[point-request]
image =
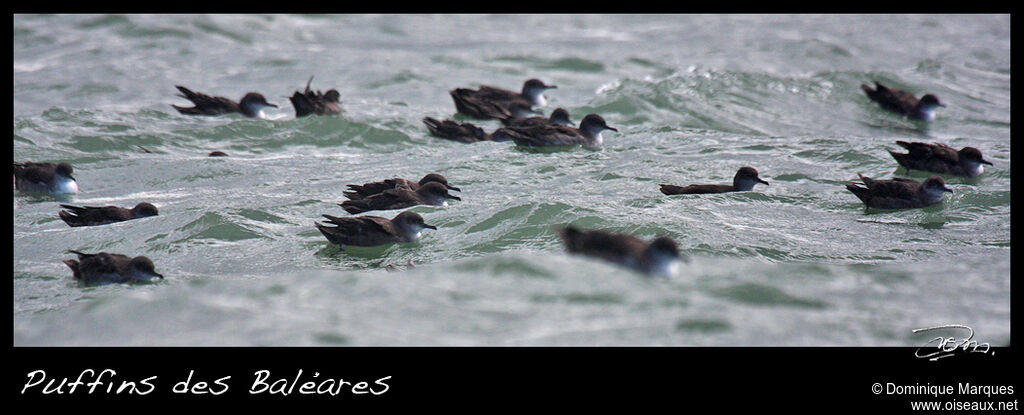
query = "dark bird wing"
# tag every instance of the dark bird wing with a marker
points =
(359, 231)
(608, 246)
(549, 134)
(38, 173)
(92, 215)
(695, 189)
(481, 104)
(387, 200)
(464, 132)
(205, 105)
(368, 190)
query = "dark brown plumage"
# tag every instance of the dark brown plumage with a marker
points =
(367, 190)
(399, 198)
(559, 116)
(489, 102)
(589, 133)
(315, 102)
(743, 180)
(899, 193)
(45, 177)
(250, 106)
(939, 158)
(623, 249)
(462, 132)
(91, 215)
(373, 231)
(902, 101)
(108, 267)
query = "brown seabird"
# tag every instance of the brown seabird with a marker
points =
(373, 231)
(743, 181)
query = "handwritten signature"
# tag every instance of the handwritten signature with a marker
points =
(946, 346)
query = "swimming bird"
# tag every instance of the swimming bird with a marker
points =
(91, 215)
(317, 102)
(367, 190)
(487, 101)
(589, 133)
(939, 158)
(903, 102)
(559, 116)
(899, 193)
(467, 132)
(44, 177)
(430, 194)
(251, 106)
(656, 257)
(373, 231)
(108, 267)
(743, 181)
(462, 132)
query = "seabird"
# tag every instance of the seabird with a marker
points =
(373, 231)
(559, 116)
(363, 191)
(316, 102)
(899, 193)
(624, 249)
(487, 101)
(589, 133)
(430, 194)
(44, 177)
(903, 102)
(939, 158)
(92, 215)
(251, 106)
(743, 181)
(108, 267)
(462, 132)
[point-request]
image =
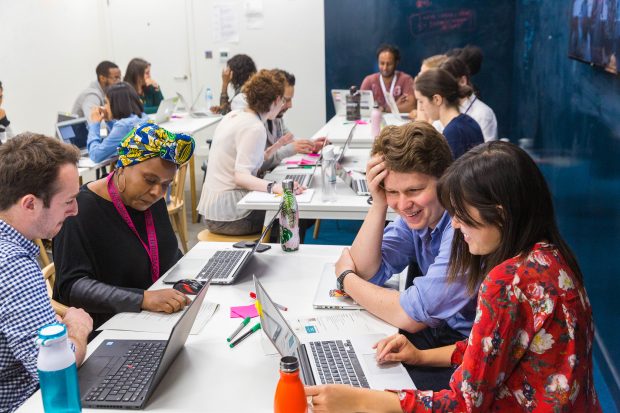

▬▬▬

▶ _What to work on_:
Every line of the entries above that holds "dark" should be copied out.

▶ _Exercise output_:
query = "dark bird wing"
# tag every instance of the dark bird wing with a marker
query = "dark brown plumage"
# tag every instance of the dark brown plumage with a marker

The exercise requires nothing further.